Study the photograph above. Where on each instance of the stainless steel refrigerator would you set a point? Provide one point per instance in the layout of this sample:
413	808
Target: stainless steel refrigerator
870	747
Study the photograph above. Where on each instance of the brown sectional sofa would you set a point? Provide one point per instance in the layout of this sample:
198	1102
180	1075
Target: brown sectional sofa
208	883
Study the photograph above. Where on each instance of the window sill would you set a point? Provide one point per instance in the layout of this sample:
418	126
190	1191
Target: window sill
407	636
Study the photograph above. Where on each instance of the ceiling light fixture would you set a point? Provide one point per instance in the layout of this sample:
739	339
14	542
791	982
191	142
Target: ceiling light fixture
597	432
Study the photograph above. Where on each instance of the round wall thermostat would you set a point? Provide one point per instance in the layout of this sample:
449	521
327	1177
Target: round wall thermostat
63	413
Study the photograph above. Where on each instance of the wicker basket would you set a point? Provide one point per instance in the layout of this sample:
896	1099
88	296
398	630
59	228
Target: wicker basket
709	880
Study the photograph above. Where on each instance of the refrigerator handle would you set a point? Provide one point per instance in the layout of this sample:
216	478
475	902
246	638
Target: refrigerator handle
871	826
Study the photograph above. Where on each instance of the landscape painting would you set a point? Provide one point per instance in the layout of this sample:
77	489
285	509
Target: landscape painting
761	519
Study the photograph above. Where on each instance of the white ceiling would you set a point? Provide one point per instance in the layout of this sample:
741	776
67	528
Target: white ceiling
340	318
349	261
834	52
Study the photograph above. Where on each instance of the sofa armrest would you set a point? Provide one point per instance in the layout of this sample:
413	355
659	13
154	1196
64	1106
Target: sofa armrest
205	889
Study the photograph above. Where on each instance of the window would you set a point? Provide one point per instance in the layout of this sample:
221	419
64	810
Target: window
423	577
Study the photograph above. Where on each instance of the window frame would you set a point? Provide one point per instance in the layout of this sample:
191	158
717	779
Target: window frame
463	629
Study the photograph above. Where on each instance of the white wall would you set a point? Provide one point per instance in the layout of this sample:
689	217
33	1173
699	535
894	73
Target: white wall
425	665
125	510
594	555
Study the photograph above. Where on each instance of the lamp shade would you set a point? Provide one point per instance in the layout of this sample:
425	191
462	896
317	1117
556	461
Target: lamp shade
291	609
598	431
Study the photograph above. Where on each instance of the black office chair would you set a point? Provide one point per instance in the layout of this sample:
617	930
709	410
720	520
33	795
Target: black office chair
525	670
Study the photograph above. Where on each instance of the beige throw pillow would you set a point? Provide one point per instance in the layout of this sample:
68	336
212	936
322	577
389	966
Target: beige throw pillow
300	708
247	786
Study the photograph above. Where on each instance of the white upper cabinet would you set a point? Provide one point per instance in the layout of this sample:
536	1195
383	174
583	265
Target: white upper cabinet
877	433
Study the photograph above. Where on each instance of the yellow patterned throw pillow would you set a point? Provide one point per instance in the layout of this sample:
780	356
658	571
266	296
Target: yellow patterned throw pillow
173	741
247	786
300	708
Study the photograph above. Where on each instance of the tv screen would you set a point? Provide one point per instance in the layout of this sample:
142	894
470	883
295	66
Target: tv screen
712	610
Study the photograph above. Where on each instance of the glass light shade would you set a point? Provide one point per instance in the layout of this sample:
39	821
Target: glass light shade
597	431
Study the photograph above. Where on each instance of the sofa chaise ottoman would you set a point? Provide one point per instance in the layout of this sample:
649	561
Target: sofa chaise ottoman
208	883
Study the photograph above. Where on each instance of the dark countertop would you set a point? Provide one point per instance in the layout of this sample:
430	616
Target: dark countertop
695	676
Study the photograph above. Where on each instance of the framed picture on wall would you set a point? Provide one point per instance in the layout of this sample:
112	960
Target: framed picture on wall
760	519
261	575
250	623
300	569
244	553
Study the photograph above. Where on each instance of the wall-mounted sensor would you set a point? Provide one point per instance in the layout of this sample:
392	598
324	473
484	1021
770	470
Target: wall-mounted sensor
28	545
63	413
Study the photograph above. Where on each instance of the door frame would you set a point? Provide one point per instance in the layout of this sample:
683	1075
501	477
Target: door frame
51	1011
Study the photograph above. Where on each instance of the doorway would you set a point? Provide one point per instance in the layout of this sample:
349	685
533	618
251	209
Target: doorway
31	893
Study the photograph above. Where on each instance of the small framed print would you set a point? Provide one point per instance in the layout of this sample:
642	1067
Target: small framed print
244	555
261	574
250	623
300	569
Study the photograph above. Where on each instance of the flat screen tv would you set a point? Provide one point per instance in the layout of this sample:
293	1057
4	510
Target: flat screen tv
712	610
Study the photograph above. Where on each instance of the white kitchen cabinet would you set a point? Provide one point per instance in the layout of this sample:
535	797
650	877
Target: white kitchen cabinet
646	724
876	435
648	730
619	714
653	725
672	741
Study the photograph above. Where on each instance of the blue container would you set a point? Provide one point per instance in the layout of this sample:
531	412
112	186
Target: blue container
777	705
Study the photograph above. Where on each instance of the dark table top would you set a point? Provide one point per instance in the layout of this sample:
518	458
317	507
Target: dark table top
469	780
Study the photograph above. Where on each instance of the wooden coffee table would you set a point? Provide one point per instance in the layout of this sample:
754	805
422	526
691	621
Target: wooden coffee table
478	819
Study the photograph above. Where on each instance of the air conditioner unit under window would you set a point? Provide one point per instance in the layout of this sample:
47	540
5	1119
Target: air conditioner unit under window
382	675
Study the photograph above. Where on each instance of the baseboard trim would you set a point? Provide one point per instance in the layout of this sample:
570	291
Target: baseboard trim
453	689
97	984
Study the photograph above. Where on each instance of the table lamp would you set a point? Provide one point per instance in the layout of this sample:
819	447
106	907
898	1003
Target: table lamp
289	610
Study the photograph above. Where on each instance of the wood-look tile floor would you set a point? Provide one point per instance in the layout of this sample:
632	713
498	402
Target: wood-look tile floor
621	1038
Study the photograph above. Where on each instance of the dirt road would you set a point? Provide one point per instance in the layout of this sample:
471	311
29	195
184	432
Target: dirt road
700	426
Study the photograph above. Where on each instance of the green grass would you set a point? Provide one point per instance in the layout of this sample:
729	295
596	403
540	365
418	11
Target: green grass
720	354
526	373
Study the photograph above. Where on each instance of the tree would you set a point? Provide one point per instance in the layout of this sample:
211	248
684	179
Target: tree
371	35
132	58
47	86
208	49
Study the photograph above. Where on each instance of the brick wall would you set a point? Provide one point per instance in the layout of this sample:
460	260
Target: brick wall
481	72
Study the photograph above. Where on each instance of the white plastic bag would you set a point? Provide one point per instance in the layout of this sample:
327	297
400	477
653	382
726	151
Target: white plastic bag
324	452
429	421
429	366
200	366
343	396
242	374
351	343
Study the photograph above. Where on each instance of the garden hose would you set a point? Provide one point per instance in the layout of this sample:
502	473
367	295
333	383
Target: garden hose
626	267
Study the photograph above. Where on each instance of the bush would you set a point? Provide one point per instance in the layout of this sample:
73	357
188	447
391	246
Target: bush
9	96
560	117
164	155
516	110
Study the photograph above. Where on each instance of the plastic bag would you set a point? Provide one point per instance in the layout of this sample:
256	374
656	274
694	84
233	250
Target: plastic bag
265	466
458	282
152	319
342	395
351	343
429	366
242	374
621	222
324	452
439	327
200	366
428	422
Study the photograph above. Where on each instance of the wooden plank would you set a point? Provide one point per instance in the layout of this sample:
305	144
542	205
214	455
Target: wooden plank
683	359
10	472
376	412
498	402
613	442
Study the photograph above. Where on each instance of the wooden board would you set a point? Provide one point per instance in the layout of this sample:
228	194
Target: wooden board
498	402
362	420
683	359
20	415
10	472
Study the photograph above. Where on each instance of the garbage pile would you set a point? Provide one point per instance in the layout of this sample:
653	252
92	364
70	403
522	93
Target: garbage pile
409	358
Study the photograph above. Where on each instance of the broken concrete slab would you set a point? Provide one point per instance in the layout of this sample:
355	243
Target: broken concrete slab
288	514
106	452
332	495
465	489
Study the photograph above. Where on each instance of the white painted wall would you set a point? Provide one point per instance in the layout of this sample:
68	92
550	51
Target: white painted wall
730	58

****************************************

Prompt -
For this exercise, please copy exactly the lines from the one holding "of the garbage" through the end of the records, the first and last included.

Completed task -
Study the photograph above. Where on each instance of the garbage pile would you set a point? Provide one point per instance in the layout of this sample:
653	252
92	364
70	403
522	93
Target: garbage pile
409	358
Study the photograph above. Where on each instance of the broken concrete slab would you set a point? Provide one point per instance in the layout of this sample:
355	243
Target: broken concrete slab
288	514
106	452
332	495
465	489
Study the photograph above. Where on each instance of the white painted wall would you set a point? Provide one point per instance in the layout of this sample:
68	92
550	51
Target: white painted wall
730	58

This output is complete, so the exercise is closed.